***** ARTICLE *****

Dear Associates, Students and Friends:
Pentecost in 2005 occurs near the middle of June. However, for the sake of convenience, and for continuity, this month’s article is “The Teachings of Pentecost.” This article deals with the meaning of Pentecost in many of its applications and symbols. This topic immediately follows on from the teaching of last month’s two articles on Passover.
The year 2005 clearly illustrates the calendar differences between the traditional Christian observance of Easter (and the Christian observance of Pentecost) and the Jewish observance of Passover (and the Jewish observance of Pentecost). Christian Ishtar (oops, Easter) was celebrated on March 27th this year, while Passover was celebrated on April 28th. The respective Pentecost observances are similarly separated. May 15th is the Christian observance while the traditional Jewish observance is on June 12th. 1
In the Old Testament, Pentecost is the second of three feast periods where all males are supposed to go to the authorized sanctuary to properly observe the festival. This second festival is called “the feast of the harvest,” which in the New Testament is called Pentecost. 2
“And the feast of [the] harvest, the firstfruits of your labors, which you have sown in the field: and the feast of ingathering, which is in the end of the year, when you have gathered in your labors out of the field.”
It is given similar names in Exodus 34:22 and Numbers 28:26. The observances and rituals of this day are set out in Leviticus 23:15 and Numbers 28:27. Sacrifices were prescribed for that time, as well as free will offerings (Deuteronomy 16:9). 3
Dr. Martin clearly shows that one of the several teachings of Pentecost is that it is a time of beginnings and renewal. However, no teaching of Pentecost, however glorious, gives us any reason to observe the day, wave the sheaf, or bake loaves, or sacrifice animals on the day of Pentecost. Such things are of the law.

*****

**GIVEN TASK A**:
Transcribe the Pentecost letter from "Dear Associates, Students" to "articles on Passover.".

***** INPUT MATERIAL *****

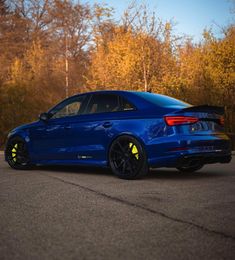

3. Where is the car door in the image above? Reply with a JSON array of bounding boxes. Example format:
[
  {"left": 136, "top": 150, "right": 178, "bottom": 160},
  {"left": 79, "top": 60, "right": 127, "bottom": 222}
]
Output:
[
  {"left": 32, "top": 93, "right": 120, "bottom": 164},
  {"left": 30, "top": 95, "right": 88, "bottom": 161}
]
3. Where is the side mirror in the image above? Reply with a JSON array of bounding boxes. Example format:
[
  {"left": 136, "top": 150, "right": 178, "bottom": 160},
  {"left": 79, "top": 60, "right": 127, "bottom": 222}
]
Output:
[{"left": 39, "top": 113, "right": 50, "bottom": 121}]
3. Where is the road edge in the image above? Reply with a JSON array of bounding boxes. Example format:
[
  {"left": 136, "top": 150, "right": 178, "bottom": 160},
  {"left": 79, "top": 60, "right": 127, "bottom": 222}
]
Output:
[{"left": 0, "top": 151, "right": 235, "bottom": 155}]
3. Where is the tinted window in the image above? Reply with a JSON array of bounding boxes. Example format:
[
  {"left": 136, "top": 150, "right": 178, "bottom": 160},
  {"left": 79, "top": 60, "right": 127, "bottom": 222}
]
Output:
[
  {"left": 51, "top": 95, "right": 85, "bottom": 118},
  {"left": 135, "top": 92, "right": 190, "bottom": 107},
  {"left": 86, "top": 94, "right": 120, "bottom": 114},
  {"left": 121, "top": 97, "right": 136, "bottom": 111}
]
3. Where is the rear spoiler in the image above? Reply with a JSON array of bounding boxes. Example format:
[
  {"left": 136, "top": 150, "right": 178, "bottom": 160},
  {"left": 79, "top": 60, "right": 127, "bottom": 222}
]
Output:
[{"left": 178, "top": 105, "right": 224, "bottom": 115}]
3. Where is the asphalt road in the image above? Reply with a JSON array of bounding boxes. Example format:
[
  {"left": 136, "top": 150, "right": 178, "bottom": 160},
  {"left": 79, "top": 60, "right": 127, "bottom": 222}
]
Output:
[{"left": 0, "top": 152, "right": 235, "bottom": 260}]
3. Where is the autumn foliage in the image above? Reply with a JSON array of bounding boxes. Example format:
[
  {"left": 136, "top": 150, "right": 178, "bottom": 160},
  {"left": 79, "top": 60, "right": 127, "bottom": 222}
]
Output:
[{"left": 0, "top": 0, "right": 235, "bottom": 143}]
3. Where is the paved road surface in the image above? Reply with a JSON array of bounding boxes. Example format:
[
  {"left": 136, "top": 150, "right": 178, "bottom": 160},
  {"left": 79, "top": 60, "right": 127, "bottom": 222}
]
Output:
[{"left": 0, "top": 152, "right": 235, "bottom": 260}]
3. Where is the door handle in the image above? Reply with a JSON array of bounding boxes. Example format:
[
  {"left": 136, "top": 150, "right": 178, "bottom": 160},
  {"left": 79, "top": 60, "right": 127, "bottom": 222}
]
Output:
[
  {"left": 64, "top": 125, "right": 72, "bottom": 129},
  {"left": 103, "top": 122, "right": 112, "bottom": 128}
]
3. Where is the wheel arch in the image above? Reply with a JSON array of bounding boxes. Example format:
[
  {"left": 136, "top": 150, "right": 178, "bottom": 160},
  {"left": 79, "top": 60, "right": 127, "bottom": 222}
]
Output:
[
  {"left": 4, "top": 131, "right": 31, "bottom": 160},
  {"left": 106, "top": 132, "right": 148, "bottom": 166}
]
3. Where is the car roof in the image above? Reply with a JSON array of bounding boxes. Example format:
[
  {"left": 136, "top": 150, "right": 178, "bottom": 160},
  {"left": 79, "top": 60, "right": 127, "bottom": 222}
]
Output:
[{"left": 73, "top": 90, "right": 156, "bottom": 109}]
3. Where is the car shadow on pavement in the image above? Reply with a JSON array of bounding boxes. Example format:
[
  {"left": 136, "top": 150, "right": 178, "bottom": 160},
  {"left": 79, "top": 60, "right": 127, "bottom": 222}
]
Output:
[{"left": 35, "top": 165, "right": 226, "bottom": 181}]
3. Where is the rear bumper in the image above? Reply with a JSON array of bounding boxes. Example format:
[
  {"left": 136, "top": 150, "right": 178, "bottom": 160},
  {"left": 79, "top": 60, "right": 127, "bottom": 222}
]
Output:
[
  {"left": 177, "top": 153, "right": 232, "bottom": 167},
  {"left": 148, "top": 134, "right": 232, "bottom": 168}
]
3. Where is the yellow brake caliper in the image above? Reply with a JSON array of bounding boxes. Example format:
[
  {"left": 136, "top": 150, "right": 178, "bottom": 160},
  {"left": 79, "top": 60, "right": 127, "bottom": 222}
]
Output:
[
  {"left": 129, "top": 143, "right": 139, "bottom": 160},
  {"left": 11, "top": 144, "right": 18, "bottom": 162}
]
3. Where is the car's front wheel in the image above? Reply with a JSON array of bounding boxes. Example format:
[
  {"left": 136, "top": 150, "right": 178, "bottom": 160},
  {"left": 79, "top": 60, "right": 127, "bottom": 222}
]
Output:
[
  {"left": 5, "top": 137, "right": 32, "bottom": 170},
  {"left": 109, "top": 135, "right": 148, "bottom": 180}
]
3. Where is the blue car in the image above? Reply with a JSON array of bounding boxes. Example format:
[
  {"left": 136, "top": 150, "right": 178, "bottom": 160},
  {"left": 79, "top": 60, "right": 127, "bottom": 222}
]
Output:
[{"left": 5, "top": 91, "right": 231, "bottom": 179}]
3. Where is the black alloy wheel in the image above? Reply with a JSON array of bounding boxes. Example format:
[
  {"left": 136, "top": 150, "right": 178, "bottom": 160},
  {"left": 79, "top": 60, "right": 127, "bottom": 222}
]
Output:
[
  {"left": 109, "top": 135, "right": 148, "bottom": 180},
  {"left": 5, "top": 137, "right": 31, "bottom": 170}
]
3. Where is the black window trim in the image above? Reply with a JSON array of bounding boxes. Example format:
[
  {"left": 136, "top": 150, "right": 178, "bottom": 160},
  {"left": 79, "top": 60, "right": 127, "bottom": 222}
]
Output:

*****

**GIVEN TASK B**:
Show each line of the entries above that contains the word "black".

**TASK SOLUTION A**:
Dear Associates, Students and Friends:
Pentecost in 2005 occurs near the middle of June. However, for the sake of convenience, and for continuity, this month’s article is “The Teachings of Pentecost.” This article deals with the meaning of Pentecost in many of its applications and symbols. This topic immediately follows on from the teaching of last month’s two articles on Passover.

**TASK SOLUTION B**:
3. Where is the black alloy wheel in the image above? Reply with a JSON array of bounding boxes. Example format:
3. Where is the black window trim in the image above? Reply with a JSON array of bounding boxes. Example format:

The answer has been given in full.